• **DIRECTIONS FOR THIS TASK**
From the entries below, pull out each line where "bird" appears.

• **DATA RECORDS**
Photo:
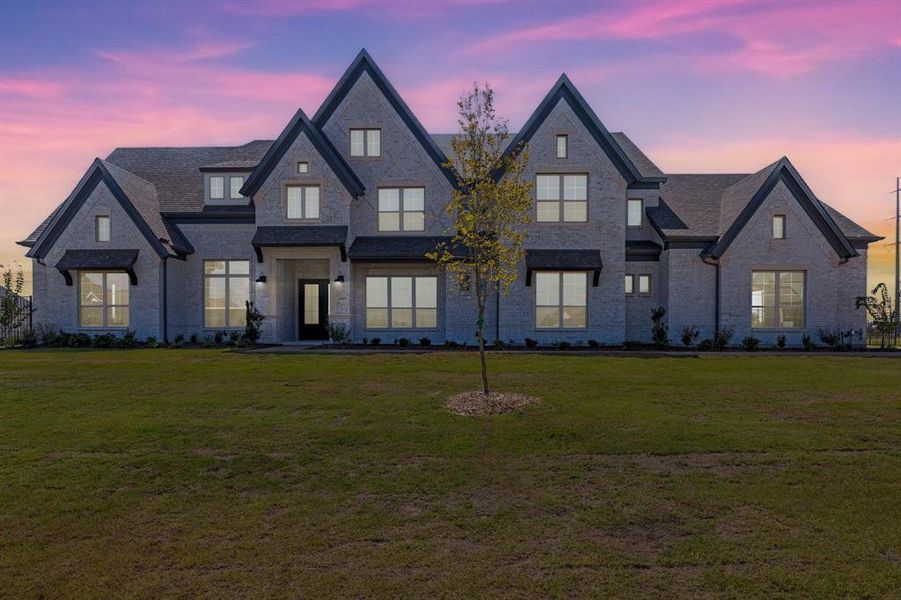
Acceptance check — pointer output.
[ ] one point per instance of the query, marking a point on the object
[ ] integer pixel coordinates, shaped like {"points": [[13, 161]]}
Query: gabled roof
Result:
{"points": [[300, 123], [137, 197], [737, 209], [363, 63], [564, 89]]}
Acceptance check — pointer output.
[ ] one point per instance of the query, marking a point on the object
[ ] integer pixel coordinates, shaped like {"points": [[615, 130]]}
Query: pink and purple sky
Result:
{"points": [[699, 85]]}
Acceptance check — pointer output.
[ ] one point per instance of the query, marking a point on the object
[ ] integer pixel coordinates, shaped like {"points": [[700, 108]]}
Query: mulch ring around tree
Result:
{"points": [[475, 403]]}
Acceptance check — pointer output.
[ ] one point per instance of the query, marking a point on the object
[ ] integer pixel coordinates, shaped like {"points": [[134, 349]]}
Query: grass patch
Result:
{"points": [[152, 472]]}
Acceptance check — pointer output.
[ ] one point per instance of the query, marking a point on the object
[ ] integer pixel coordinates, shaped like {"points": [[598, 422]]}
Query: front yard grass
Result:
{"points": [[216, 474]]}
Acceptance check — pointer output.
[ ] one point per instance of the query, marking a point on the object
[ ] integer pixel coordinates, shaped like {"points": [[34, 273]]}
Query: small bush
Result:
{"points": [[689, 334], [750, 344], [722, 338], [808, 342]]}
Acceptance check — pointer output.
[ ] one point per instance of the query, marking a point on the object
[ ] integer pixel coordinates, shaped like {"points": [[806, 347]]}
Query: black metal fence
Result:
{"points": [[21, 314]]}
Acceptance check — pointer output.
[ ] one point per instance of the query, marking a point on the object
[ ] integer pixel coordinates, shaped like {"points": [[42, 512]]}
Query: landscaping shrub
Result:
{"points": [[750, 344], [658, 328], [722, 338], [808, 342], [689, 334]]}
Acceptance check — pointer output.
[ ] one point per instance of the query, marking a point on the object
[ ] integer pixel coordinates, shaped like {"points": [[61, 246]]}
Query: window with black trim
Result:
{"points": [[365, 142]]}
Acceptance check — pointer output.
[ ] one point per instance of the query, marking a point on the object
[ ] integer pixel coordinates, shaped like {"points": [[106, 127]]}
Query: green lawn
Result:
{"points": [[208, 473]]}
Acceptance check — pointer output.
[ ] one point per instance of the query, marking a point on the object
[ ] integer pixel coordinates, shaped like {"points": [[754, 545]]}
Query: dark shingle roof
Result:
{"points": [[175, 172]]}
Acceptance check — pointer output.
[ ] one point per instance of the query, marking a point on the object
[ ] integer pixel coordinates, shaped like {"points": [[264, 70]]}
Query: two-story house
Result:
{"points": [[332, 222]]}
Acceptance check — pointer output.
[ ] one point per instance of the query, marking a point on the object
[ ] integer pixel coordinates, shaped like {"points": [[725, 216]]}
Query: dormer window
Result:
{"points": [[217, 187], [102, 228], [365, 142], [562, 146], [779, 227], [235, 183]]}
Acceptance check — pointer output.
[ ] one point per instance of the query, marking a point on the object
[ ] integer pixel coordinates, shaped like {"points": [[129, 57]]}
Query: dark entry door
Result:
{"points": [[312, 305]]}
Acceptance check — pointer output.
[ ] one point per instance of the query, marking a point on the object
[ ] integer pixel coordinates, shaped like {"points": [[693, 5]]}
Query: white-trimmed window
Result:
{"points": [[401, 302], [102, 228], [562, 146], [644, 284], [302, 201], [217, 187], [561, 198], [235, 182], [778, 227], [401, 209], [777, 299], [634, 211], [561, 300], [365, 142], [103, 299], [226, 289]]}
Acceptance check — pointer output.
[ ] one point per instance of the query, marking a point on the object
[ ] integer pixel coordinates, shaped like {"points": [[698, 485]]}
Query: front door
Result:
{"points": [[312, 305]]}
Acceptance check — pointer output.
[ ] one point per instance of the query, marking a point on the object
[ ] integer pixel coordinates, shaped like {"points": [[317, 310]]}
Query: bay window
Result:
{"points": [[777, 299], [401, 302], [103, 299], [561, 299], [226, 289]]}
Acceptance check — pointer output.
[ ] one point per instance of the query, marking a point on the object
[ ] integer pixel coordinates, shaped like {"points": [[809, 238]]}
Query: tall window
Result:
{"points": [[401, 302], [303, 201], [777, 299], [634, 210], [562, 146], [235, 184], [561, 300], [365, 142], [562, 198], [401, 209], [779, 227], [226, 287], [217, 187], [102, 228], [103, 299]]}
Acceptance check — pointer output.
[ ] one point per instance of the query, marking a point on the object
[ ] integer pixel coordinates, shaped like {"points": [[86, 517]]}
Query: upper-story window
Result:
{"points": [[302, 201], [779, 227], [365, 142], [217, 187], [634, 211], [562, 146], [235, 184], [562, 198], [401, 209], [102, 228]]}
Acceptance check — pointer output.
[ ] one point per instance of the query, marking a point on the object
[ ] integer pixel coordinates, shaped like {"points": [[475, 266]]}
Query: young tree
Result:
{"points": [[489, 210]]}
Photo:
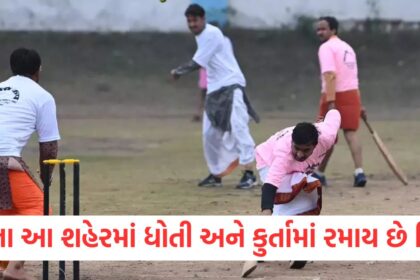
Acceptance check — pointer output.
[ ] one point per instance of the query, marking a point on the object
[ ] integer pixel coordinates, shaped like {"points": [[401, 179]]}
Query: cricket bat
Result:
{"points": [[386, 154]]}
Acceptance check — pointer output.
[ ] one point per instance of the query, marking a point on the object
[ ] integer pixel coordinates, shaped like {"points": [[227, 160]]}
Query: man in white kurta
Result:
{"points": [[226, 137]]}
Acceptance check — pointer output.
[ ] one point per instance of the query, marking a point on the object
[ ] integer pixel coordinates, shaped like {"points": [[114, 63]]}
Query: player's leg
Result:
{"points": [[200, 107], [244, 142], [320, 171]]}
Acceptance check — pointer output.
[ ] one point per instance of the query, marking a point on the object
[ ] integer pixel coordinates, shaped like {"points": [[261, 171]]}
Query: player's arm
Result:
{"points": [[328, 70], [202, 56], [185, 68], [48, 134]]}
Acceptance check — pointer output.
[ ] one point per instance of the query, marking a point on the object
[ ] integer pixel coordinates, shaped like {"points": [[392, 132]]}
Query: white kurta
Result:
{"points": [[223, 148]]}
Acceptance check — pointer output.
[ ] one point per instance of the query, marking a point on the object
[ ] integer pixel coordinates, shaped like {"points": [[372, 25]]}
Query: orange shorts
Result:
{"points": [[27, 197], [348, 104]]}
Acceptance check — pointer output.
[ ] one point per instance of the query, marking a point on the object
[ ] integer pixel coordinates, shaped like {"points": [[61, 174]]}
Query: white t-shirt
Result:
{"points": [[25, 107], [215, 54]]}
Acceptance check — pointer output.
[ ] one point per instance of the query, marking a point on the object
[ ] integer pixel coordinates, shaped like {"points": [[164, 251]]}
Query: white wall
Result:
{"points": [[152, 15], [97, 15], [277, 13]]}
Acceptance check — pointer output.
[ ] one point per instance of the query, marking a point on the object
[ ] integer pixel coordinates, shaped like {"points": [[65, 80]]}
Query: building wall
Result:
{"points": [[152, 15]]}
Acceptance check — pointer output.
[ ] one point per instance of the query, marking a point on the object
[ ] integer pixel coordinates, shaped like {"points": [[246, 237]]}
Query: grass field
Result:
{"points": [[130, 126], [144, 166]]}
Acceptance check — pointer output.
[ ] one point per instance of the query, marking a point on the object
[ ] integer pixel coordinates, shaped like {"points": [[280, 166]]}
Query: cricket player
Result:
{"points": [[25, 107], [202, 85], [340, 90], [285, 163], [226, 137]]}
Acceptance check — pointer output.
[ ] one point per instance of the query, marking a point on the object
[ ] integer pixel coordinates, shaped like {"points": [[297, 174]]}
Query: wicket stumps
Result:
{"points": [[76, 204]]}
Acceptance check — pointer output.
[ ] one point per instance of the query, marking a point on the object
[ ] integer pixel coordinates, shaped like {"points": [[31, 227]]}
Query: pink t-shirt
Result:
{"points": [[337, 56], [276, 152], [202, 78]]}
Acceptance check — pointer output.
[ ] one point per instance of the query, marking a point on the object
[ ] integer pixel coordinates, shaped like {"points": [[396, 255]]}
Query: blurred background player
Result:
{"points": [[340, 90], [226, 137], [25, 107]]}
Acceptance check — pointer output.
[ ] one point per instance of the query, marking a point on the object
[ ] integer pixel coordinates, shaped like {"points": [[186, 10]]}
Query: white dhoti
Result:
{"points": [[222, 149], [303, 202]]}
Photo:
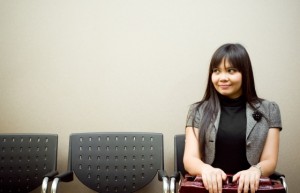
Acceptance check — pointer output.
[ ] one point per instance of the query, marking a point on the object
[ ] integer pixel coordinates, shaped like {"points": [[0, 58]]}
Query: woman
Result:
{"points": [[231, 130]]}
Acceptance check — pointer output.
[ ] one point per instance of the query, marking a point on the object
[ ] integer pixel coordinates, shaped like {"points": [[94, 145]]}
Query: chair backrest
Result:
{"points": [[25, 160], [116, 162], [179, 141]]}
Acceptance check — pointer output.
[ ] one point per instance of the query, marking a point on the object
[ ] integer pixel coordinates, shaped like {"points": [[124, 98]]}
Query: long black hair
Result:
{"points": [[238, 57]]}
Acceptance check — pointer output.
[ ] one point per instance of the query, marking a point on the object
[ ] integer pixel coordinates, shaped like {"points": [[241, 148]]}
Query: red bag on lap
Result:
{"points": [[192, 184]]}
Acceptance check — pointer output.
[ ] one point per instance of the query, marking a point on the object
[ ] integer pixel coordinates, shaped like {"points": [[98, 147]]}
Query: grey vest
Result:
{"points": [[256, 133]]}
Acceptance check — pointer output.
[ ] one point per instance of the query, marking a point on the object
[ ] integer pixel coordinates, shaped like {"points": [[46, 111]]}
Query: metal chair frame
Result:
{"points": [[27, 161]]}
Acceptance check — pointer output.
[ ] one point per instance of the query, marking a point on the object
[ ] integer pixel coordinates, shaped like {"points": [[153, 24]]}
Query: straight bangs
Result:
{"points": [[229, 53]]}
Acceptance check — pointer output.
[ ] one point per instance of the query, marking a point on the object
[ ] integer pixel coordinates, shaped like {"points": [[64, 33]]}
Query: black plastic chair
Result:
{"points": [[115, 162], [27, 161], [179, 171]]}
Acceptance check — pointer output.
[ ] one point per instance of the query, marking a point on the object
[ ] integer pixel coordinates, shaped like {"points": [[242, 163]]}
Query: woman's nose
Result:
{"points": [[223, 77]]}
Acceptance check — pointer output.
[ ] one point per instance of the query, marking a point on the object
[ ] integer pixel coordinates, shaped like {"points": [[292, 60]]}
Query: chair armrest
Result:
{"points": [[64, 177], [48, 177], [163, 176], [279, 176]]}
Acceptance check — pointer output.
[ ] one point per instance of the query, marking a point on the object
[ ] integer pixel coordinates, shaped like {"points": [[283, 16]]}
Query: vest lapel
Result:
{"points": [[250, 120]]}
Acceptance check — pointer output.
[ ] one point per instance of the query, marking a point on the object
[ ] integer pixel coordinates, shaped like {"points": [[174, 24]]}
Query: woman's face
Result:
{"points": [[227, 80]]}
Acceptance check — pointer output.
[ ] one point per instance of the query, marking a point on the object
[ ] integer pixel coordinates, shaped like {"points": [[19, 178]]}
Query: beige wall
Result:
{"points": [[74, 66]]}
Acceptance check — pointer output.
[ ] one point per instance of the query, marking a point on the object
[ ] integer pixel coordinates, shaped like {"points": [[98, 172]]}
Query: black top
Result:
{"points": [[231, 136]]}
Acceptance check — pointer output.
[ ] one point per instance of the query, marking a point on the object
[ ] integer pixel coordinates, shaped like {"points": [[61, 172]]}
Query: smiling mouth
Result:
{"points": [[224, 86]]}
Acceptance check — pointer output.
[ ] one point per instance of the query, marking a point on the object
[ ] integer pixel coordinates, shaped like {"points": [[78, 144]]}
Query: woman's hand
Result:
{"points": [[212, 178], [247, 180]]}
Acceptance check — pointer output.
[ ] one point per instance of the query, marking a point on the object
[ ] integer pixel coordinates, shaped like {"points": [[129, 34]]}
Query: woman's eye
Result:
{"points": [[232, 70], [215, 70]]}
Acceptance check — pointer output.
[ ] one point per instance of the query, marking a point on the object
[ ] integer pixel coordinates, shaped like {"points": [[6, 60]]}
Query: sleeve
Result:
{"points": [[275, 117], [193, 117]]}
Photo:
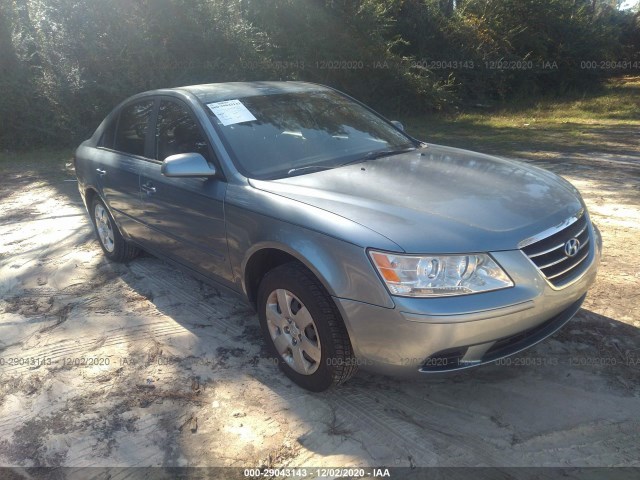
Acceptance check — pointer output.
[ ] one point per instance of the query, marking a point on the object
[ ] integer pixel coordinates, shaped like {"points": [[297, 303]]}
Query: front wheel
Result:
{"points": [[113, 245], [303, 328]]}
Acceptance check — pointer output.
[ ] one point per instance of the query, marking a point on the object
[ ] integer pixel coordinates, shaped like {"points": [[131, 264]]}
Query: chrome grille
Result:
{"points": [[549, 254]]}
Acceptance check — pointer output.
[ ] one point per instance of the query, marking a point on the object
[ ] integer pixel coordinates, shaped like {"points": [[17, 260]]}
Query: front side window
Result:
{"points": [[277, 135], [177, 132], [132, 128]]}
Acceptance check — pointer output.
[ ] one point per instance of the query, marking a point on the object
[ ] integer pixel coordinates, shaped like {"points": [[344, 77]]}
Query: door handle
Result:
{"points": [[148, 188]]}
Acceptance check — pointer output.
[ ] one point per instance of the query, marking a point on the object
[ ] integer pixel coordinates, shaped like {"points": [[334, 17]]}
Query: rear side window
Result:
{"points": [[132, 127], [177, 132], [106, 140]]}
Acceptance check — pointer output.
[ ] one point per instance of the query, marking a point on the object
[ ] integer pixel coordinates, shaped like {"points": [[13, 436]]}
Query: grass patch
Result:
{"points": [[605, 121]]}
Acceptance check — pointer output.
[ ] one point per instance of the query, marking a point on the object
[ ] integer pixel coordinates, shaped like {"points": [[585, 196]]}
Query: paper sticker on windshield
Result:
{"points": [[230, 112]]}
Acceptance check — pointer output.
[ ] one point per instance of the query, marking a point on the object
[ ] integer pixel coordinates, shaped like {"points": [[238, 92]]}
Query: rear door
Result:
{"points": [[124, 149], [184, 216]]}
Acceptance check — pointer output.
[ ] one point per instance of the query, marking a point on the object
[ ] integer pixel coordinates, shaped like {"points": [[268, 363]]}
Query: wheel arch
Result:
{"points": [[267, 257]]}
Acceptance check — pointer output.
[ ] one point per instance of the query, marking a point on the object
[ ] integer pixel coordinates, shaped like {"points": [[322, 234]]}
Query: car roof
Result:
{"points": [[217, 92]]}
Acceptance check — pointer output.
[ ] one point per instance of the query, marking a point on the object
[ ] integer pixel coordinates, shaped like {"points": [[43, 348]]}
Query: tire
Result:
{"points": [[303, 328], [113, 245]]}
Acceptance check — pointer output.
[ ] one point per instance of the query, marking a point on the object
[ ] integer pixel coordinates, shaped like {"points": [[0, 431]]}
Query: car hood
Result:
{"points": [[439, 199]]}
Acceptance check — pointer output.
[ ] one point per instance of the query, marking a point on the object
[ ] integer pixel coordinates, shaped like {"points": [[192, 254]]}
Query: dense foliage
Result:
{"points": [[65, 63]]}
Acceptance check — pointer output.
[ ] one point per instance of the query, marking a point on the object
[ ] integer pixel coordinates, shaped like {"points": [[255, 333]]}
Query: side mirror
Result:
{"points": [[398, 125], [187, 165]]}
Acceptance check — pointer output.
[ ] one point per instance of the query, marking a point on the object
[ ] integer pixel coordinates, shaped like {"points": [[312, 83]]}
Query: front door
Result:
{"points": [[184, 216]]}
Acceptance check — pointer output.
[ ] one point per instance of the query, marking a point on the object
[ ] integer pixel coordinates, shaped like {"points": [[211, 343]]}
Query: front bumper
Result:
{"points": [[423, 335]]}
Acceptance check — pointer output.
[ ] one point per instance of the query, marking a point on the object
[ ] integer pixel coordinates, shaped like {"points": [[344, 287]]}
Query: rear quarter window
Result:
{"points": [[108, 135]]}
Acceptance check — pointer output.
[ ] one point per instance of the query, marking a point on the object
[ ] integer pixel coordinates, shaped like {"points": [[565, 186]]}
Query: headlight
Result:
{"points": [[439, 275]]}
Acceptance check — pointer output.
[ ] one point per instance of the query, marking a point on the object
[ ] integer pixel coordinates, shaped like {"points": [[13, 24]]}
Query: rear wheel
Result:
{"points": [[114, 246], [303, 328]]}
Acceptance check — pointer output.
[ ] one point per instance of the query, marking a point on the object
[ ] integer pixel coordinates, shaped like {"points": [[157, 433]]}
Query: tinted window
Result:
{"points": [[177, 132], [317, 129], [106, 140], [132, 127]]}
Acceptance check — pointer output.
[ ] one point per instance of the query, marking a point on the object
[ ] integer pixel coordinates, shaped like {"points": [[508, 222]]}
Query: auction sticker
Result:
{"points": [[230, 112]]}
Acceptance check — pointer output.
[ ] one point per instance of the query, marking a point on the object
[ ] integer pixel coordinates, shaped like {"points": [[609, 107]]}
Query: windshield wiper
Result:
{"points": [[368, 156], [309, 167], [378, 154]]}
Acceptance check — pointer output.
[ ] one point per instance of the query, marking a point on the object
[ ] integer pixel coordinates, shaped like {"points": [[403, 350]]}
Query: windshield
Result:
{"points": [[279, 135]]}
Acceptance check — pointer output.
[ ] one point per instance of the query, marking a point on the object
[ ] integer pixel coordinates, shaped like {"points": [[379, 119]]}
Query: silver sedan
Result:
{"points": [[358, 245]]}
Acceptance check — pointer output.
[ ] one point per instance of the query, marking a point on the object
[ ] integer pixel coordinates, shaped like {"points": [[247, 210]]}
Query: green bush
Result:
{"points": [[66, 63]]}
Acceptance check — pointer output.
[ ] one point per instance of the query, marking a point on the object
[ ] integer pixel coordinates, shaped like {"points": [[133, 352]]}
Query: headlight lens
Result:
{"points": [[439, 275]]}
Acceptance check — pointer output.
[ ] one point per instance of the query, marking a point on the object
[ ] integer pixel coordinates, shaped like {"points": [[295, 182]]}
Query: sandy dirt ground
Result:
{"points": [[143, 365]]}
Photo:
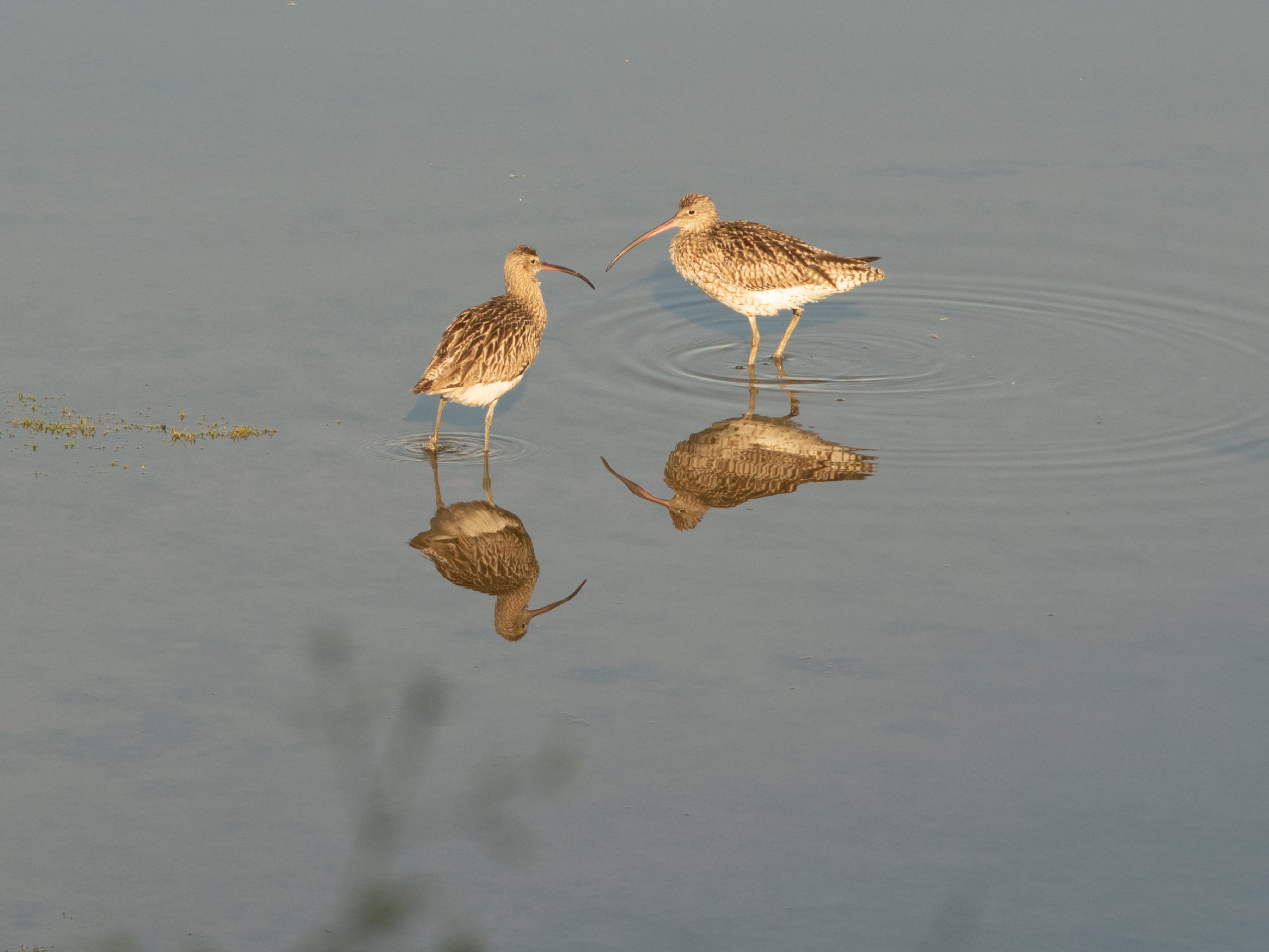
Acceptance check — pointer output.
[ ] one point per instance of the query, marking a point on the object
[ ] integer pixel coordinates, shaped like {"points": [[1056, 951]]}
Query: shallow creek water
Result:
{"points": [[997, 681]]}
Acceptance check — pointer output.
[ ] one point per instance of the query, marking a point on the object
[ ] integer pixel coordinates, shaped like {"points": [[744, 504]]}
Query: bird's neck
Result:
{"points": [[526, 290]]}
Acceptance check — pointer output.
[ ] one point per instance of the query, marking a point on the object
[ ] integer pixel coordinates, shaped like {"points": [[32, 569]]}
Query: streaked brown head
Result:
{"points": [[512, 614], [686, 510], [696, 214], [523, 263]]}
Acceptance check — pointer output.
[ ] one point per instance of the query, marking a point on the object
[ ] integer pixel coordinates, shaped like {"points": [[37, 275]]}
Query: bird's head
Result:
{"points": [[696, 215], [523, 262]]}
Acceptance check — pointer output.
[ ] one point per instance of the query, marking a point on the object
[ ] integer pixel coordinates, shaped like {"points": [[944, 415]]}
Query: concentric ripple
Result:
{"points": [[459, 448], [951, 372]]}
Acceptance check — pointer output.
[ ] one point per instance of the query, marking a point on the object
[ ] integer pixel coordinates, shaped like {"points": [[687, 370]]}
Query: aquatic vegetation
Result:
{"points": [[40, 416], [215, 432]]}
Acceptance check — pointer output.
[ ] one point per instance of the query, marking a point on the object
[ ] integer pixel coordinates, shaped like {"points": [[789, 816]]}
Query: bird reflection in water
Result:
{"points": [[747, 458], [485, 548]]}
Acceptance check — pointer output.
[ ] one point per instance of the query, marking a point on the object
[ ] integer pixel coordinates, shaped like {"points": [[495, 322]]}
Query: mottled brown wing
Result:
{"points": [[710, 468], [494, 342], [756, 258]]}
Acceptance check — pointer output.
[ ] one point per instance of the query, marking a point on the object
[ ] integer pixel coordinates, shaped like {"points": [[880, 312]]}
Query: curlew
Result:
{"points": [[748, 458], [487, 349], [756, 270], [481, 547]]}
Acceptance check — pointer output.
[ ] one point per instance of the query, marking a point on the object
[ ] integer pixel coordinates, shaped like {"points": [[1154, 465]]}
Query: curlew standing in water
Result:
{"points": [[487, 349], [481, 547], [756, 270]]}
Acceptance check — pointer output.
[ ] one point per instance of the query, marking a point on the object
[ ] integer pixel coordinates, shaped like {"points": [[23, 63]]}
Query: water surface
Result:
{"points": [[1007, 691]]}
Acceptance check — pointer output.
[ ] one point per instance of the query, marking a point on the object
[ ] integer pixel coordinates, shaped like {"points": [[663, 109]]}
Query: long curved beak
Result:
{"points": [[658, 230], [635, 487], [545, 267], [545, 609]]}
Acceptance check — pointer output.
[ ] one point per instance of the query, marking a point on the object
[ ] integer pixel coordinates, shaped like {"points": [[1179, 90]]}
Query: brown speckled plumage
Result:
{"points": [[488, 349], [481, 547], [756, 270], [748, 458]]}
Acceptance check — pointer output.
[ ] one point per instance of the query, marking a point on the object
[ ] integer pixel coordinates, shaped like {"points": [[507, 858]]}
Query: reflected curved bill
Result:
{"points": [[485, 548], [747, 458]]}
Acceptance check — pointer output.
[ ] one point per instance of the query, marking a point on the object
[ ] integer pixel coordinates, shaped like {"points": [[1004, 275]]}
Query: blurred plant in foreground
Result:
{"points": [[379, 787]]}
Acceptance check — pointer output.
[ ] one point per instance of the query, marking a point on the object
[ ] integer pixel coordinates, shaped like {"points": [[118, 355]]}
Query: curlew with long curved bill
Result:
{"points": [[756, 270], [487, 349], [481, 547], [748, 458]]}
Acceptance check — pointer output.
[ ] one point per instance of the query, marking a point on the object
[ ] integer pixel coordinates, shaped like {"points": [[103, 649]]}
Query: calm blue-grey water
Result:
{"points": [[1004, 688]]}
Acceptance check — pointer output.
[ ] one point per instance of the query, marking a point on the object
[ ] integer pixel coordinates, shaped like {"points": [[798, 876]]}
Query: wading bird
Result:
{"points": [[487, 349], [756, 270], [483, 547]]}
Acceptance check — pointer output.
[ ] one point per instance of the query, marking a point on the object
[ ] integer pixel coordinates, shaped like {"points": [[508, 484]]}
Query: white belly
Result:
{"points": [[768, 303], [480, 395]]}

• **REPLY**
Query: bird's neck
Query: bird's head
Query: bird reflection in water
Query: wading bird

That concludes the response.